*Supplied data*.
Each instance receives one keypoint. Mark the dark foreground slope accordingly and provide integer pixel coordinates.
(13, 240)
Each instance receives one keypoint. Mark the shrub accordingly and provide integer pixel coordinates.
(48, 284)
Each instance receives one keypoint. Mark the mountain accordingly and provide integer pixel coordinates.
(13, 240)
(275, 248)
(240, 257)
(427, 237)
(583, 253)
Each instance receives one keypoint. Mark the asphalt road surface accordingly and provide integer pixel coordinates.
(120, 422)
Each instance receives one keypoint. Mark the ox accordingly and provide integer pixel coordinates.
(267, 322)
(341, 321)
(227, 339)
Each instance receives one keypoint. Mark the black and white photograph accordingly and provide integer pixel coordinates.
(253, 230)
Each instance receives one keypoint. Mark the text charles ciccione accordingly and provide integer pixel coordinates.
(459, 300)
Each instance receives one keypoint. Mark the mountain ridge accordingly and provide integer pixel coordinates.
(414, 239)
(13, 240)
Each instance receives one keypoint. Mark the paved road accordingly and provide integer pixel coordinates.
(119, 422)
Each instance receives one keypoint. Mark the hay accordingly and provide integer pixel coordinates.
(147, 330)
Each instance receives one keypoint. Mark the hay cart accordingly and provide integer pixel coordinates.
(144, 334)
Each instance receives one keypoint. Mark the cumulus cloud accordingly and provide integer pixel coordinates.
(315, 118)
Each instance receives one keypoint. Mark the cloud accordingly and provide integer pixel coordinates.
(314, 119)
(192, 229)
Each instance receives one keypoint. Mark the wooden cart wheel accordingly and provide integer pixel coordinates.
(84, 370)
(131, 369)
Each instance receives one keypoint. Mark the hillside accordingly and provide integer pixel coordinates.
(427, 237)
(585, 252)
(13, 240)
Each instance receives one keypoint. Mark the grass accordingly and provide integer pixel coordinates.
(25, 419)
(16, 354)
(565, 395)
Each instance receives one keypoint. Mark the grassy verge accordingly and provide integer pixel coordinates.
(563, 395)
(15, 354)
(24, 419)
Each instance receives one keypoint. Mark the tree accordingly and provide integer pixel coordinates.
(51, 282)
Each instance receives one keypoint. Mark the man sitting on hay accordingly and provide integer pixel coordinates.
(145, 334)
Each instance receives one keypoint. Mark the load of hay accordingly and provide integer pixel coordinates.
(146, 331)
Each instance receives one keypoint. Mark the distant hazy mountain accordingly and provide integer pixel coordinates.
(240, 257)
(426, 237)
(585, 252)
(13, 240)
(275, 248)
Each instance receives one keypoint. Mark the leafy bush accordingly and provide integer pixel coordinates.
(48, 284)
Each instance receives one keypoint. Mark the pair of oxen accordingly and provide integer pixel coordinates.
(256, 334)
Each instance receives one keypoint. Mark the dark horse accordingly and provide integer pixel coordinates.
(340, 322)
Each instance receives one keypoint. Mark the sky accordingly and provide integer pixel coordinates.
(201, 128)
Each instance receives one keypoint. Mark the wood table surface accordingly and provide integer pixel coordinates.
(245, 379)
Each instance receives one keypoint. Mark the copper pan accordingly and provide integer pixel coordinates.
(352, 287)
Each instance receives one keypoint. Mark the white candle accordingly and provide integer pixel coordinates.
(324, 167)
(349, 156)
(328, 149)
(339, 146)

*Task statement*. Convert the listing above into a two-column CSV with the header columns "request" and "answer", one row per request, holding the request text and all of its answer coordinates. Put each value in a single quoted field, turning any line breaks into spaces.

*In response*.
request,answer
"Each instance receives one keypoint. Mark the dark foreground slope accordingly and provide integer pixel coordinates.","(13, 240)"
"Each instance receives one keypoint. Mark the shrub accordingly and provide integer pixel coordinates.","(48, 284)"
"Each instance receives one keypoint. Mark the mountain accordingly and provide integer pixel coordinates.","(13, 240) (275, 248) (240, 257) (427, 237) (583, 253)"
"Each instance receives one keypoint. Mark the asphalt road surface accordingly and provide integer pixel coordinates.","(120, 422)"
"Each instance receives one keypoint. Mark the ox accordingly and provide integer pixel coordinates.","(267, 322) (341, 321) (227, 339)"
"Each instance receives one keypoint. Mark the black and white photograph accordingly and provide integer pixel coordinates.","(253, 230)"
"Each instance receives one keypoint. Mark the text charles ciccione accordingly and provide integer pixel coordinates.","(459, 300)"
"Each instance receives one keypoint. Mark the mountain ridge accordingly and provide integer pixel coordinates.","(414, 239) (13, 240)"
"Each instance receives one keypoint. Mark the paved road accordingly and provide integer pixel coordinates.","(119, 422)"
"Each instance receives one keypoint. Mark the hay accordingly and provide integer pixel coordinates.","(147, 330)"
"Each instance receives one keypoint. Mark the hay cart accordingly and provide integer pixel coordinates.","(144, 334)"
"Each instance receives one keypoint. Mark the cumulus cloud accordingly and provide integer pixel coordinates.","(315, 118)"
"Each instance receives one keypoint. Mark the cloud accordingly and provide integer pixel coordinates.","(314, 119) (192, 229)"
"Each instance receives one keypoint. Mark the wooden cart wheel accordingly and provide integer pixel coordinates.","(84, 370) (131, 369)"
"Each instance receives one keypoint. Mark the hillside accordingly and provide integer pixel coordinates.","(427, 237) (585, 252) (13, 240)"
"Each instance receives one keypoint. Mark the grass accordingly and provide integer pixel coordinates.","(25, 419) (16, 354) (565, 395)"
"Each instance receives one keypoint. Mark the grassy verge accordingly and provide integer pixel coordinates.","(563, 395) (15, 354) (24, 419)"
"Each instance receives one keypoint. Mark the tree accordingly and provide integer pixel coordinates.","(51, 282)"
"Each instance receives one keypoint. Mark the man sitting on hay accordingly and provide integer pixel coordinates.","(145, 334)"
"Each instance receives one keypoint. Mark the load of hay accordingly and provide integer pixel coordinates.","(146, 331)"
"Each instance receives one keypoint. Mark the distant hazy mountain accordingly and provide integer pixel coordinates.","(240, 257) (426, 237) (585, 252) (13, 240) (275, 248)"
"Each instance receives one keypoint. Mark the leafy bush accordingly and provide integer pixel coordinates.","(48, 284)"
"Each instance receives one keypoint. Mark the pair of oxen accordingly and provide integer pixel coordinates.","(256, 334)"
"Each instance receives one keypoint. Mark the dark horse accordingly and provide integer pixel coordinates.","(340, 322)"
"Each instance receives one keypoint. Mark the sky accordingly and provide integer pixel coordinates.","(201, 128)"
"Each instance receives one keypoint. Mark the wood table surface accordingly and provide integer pixel coordinates.","(245, 379)"
"Each instance receives one keypoint. Mark the copper pan accordingly and provide integer pixel coordinates.","(352, 287)"
"Each instance receives one keypoint. Mark the white candle accordingly and provide integer pixel coordinates.","(324, 167) (349, 156) (328, 149) (339, 146)"